**Stated exercise:** Rewrite the rows below as a numbered list, leaving out any blank lines.

Saved data entries:
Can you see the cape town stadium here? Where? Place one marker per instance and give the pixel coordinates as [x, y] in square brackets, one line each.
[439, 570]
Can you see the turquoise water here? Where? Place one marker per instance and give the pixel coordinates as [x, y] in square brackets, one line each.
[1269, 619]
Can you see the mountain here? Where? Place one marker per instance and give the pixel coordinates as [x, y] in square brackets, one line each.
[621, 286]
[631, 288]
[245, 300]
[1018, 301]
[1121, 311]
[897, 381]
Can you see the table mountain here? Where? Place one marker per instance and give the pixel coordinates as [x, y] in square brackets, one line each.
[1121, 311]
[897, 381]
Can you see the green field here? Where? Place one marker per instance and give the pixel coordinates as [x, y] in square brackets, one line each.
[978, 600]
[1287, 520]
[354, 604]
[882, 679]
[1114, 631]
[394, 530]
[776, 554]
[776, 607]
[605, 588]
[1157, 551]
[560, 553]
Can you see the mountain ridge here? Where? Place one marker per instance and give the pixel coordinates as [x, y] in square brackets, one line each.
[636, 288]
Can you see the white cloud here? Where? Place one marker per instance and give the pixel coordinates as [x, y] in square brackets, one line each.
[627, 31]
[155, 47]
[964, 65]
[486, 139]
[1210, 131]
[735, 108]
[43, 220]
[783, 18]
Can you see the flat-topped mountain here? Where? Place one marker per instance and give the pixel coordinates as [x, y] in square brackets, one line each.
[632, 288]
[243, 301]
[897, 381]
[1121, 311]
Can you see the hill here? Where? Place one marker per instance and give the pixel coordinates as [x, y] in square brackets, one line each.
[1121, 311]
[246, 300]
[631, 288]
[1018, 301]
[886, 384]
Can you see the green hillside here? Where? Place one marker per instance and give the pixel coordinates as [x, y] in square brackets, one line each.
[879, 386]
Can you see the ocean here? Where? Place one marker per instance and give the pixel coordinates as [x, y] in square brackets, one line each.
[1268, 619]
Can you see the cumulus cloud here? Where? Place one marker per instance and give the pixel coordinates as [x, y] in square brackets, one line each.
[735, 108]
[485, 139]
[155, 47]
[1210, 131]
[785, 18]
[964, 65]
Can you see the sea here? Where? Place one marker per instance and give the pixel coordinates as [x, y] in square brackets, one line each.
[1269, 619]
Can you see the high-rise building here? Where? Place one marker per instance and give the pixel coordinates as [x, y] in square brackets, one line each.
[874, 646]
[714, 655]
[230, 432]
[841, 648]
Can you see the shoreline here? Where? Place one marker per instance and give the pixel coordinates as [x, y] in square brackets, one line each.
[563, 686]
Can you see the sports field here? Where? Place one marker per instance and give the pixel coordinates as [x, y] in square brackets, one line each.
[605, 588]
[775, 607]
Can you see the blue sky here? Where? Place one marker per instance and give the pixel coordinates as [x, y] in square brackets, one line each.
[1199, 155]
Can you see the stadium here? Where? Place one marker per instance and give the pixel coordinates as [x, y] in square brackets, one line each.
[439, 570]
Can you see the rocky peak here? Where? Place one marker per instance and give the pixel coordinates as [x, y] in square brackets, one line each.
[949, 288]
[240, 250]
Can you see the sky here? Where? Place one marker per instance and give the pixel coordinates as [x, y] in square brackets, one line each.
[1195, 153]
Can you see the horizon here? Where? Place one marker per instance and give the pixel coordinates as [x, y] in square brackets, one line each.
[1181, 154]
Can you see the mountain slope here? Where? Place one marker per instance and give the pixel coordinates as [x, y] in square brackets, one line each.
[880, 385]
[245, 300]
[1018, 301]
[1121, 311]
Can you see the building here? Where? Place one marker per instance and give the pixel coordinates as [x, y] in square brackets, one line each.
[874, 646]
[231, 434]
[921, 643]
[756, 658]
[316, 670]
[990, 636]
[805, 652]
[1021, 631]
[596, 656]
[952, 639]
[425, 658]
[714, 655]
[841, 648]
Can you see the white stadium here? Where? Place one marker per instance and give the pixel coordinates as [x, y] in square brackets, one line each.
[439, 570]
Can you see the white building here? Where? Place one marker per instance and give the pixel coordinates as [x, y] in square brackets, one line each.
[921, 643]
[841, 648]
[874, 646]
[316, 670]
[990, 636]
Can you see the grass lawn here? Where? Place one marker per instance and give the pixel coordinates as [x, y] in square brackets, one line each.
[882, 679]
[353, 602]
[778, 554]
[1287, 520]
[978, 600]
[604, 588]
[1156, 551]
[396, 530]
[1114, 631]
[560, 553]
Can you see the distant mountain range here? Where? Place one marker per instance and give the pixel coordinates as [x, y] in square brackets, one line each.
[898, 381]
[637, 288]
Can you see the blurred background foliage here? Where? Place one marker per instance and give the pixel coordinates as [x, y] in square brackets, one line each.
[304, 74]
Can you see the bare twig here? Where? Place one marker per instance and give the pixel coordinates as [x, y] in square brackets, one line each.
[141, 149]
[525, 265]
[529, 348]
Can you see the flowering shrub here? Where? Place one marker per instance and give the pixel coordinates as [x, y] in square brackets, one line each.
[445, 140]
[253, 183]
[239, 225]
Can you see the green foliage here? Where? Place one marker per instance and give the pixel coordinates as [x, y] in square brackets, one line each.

**Reply to the exercise:**
1. Can you see the cape town stadium here? Where? Place one marker per instance and give the pixel coordinates as [x, y] in square brackets, one line each.
2. [439, 570]
3. Can you see the turquoise water here? Where? Place one marker per instance and give the pixel coordinates as [x, y] in square brackets, one line each.
4. [1269, 619]
5. Can you see the mountain here? Where? Place one marker per instance and give the pixel coordinates as [x, y] in square brackets, one line each.
6. [621, 286]
7. [631, 288]
8. [245, 300]
9. [1018, 301]
10. [1121, 311]
11. [897, 381]
12. Can you see the table mountain here? Where? Place one marker per instance and give the pixel coordinates as [x, y] in square brackets, one line each.
13. [1121, 311]
14. [897, 381]
15. Can you see the green field here? Where? Place one marker per instance and give the pixel coordinates as [x, y] in square brackets, one line each.
16. [978, 600]
17. [1287, 520]
18. [354, 604]
19. [882, 679]
20. [1114, 631]
21. [394, 530]
22. [776, 554]
23. [776, 607]
24. [605, 588]
25. [1157, 551]
26. [560, 553]
27. Can you see the mountain ridge here? Where? Place one marker per instance and give the pixel coordinates as [x, y] in square brackets, one line each.
28. [636, 288]
29. Can you see the white cloud here? Where? Place one marker per instance and give the pixel coordinates as [x, y] in square brackets, one line each.
30. [627, 31]
31. [155, 47]
32. [964, 65]
33. [486, 139]
34. [1210, 131]
35. [735, 108]
36. [43, 220]
37. [783, 18]
38. Can you see the flat-topped mountain here? Where? Place one marker per instance and give the pixel coordinates as [x, y] in square brackets, one line each.
39. [632, 288]
40. [243, 301]
41. [897, 381]
42. [1121, 311]
43. Can you see the hill here? Where? Place one marker per instance and give the pixel coordinates as [x, y] in square brackets, one line each.
44. [1121, 311]
45. [246, 300]
46. [631, 288]
47. [1018, 301]
48. [886, 384]
49. Can you see the green hillside here? Where? Place one marker per instance and give the pixel coordinates as [x, y] in square brackets, one line each.
50. [879, 386]
51. Can you see the ocean here? Where? Place one marker per instance and give the pixel coordinates as [x, y] in square brackets, one line each.
52. [1268, 619]
53. Can you see the cumulus cloud here? Where? Place one marker per instance and give the pixel coordinates as [x, y] in square brackets, one line each.
54. [735, 108]
55. [485, 139]
56. [155, 47]
57. [1210, 131]
58. [785, 18]
59. [964, 65]
60. Can you see the sea here? Where? Place one marker per instance and give the pixel coordinates as [x, y] in square brackets, one line each.
61. [1269, 619]
62. Can you see the high-rise building here? Where? Place one marker per instance and give the pixel coordinates as [x, y] in square brackets, one line each.
63. [874, 646]
64. [714, 655]
65. [230, 432]
66. [841, 648]
67. Can you see the shoreline here? Where? Place one marker per instance and give the pixel coordinates as [x, y] in square brackets, one line each.
68. [563, 686]
69. Can you see the sports field here? Where? Place one marker per instance and give the pixel coordinates as [x, y] in square brackets, one line each.
70. [605, 588]
71. [775, 607]
72. Can you see the blue sky here? Where? Place one marker per instance and give the pixel coordinates as [x, y] in square brackets, one line each.
73. [1199, 155]
74. Can you see the stadium here? Where? Place one marker per instance and give the pixel coordinates as [x, y] in square brackets, one line each.
75. [439, 570]
76. Can you see the rocky peak here? Where? Place one marker per instance and give the pixel coordinates as [x, y] in square brackets, one line each.
77. [949, 288]
78. [240, 250]
79. Can you see the sky here? Where? Place one marker per instance and give the pixel coordinates as [x, y] in square brackets, one line each.
80. [1195, 153]
81. Can you see the horizon here? Where? Place one marker per instance and give the pixel coordinates as [x, y] in square brackets, one line each.
82. [1181, 154]
83. Can you see the mountain slope here? Where? Place one marker per instance and give the pixel coordinates as [x, y] in square brackets, one line each.
84. [880, 385]
85. [245, 300]
86. [1018, 301]
87. [1121, 311]
88. Can you see the building here? Where? Place one marker per instance and give the pixel coordinates as [x, y] in square brackets, one line each.
89. [874, 646]
90. [231, 434]
91. [921, 643]
92. [756, 658]
93. [316, 670]
94. [990, 636]
95. [805, 652]
96. [1021, 631]
97. [596, 656]
98. [952, 639]
99. [425, 658]
100. [714, 655]
101. [841, 648]
102. Can you see the white stadium here? Where? Place one marker per instance and give the pixel coordinates as [x, y] in square brackets, one line each.
103. [439, 570]
104. Can you see the white building here? Where? Place one marker per instance and give the pixel coordinates as [x, y] in square brackets, one line each.
105. [921, 643]
106. [841, 648]
107. [874, 646]
108. [316, 670]
109. [990, 636]
110. Can you see the grass lawn here? Where? Place one marker per instance and give the pixel coordinates as [x, y] in square brackets, one line each.
111. [882, 679]
112. [353, 602]
113. [778, 554]
114. [1287, 520]
115. [978, 600]
116. [604, 588]
117. [1156, 551]
118. [396, 530]
119. [1114, 631]
120. [560, 553]
121. Can you see the distant mountain range here? Where? Place one marker per instance and give the pixel coordinates as [x, y] in square brackets, one line each.
122. [898, 381]
123. [637, 288]
124. Can you see the blurred background foliage here? Where? Place one marker per instance and give the pixel coordinates as [x, y] in square brackets, one line each.
125. [304, 74]
126. Can you see the bare twig here? Where? Place one marker per instance and give the pixel coordinates as [x, y] in square brackets, one line each.
127. [141, 149]
128. [525, 265]
129. [529, 348]
130. Can you see the flowering shrub here? Where? Place one marker per instance and give the pixel coordinates as [x, y] in square brackets, one line each.
131. [445, 140]
132. [253, 183]
133. [239, 225]
134. Can you see the green foliage here? Where? Place one marker per instance and give the pixel coordinates as [x, y] in square brackets, one line each.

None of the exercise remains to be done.